■ EXERCISE OBJECTIVE ■
The full set of lines below has to be written out again exactly.

(Stored entries)
• • • • • • •
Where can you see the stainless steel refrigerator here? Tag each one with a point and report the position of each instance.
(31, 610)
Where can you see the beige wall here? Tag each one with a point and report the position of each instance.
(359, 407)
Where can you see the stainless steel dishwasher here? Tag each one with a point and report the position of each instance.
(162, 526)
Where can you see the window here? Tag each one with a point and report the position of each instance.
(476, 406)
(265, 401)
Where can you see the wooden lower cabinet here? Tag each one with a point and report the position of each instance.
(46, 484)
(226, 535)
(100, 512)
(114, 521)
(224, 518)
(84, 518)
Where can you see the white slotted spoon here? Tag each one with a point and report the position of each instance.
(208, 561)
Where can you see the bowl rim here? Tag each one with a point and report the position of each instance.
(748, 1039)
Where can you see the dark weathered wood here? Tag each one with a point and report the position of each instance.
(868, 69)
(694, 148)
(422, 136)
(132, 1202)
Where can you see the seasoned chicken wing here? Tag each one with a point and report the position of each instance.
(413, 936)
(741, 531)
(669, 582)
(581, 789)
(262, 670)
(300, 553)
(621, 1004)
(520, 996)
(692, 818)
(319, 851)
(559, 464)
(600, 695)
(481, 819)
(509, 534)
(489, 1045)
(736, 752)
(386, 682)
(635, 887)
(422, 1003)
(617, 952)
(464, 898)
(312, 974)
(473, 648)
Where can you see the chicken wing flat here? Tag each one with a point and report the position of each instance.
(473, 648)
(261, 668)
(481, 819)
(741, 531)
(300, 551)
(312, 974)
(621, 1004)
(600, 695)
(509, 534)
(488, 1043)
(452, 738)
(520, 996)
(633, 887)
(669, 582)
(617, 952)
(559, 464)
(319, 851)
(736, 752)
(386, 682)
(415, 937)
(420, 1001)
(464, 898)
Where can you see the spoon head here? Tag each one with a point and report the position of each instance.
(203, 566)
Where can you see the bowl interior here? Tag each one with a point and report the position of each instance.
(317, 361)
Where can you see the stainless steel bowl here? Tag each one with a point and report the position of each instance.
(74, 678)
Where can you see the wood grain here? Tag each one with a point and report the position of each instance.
• • • • • • •
■ ANSWER SPACE ■
Where can you see the stainless steel refrigerator here? Tag each one with a point and report the position of each instance.
(31, 610)
Where can you see the beige wall here? Tag each one with a point and report the position of each instance.
(359, 407)
Where can you see the stainless steel dishwasher here? Tag each one with a point and report the position of each instance.
(162, 526)
Where can you see the window here? Tag each one with a point and report the position of each instance.
(476, 406)
(265, 401)
Where can you see the wooden lower cabinet here? Tag each one with a point and report the position of each instance.
(46, 484)
(226, 535)
(100, 512)
(114, 521)
(224, 518)
(84, 518)
Where can you see the white slotted spoon here? Tag each one with a point and report the position of each instance.
(208, 561)
Where can you see the bowl rim here? Tag each one with a point and report the position of each instance.
(748, 1039)
Where can you see the dark weathered wood here? Tag each one with a point and report the position of each instance.
(868, 69)
(694, 148)
(422, 136)
(132, 1202)
Where can you see the seasoned chicken wing here? Tag each one with a point and report the position of each instance.
(413, 936)
(741, 531)
(669, 582)
(581, 789)
(262, 670)
(300, 553)
(621, 1004)
(520, 996)
(692, 818)
(319, 851)
(559, 464)
(600, 695)
(481, 819)
(509, 534)
(489, 1045)
(736, 752)
(386, 682)
(635, 887)
(422, 1003)
(617, 952)
(464, 898)
(312, 974)
(473, 648)
Where can you see the chicken wing flat here? Tag each one with a point and report the position of each instance.
(473, 648)
(261, 668)
(481, 819)
(741, 531)
(300, 551)
(312, 974)
(621, 1004)
(600, 695)
(509, 534)
(488, 1043)
(452, 738)
(520, 996)
(633, 887)
(669, 582)
(617, 952)
(559, 464)
(319, 851)
(736, 752)
(386, 682)
(415, 937)
(420, 1001)
(464, 898)
Where can you see the spoon head here? Tag each one with a point and report the position of each instance.
(203, 566)
Where can you see the bowl interior here? Tag each one with a point and report the position of each instance.
(317, 361)
Where can you see the stainless steel bowl here? Tag each one with a point and report the position of each instance.
(74, 678)
Where can you see the wood grain here? Tag each one with a point and report the position of each instance.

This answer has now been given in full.